**EXERCISE GOAL**
Which rows below contain the word "front"? Locate each one and copy it in full.

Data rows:
- - -
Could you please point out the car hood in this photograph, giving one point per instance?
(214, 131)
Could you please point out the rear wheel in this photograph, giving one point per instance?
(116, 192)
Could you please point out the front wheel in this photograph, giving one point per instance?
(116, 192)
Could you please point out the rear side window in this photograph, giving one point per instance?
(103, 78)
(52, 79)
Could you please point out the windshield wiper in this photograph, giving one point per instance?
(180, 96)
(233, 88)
- - -
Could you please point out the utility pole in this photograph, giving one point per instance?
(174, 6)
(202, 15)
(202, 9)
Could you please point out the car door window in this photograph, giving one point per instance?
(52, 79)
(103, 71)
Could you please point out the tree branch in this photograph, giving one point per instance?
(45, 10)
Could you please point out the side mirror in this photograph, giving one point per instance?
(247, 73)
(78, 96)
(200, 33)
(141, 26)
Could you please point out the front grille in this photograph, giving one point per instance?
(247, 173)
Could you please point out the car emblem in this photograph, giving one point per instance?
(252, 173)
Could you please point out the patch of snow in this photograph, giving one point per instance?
- - -
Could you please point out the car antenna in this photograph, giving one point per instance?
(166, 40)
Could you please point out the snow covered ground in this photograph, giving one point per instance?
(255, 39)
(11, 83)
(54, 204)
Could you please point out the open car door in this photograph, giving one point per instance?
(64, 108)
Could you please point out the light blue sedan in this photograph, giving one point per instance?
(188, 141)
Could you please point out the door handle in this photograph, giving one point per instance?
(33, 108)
- - -
**WORKED ANSWER**
Could you please point out the front wheel in this photograph, giving one point per instance?
Could you please point out the front grille in this photograph, giving one point per instance?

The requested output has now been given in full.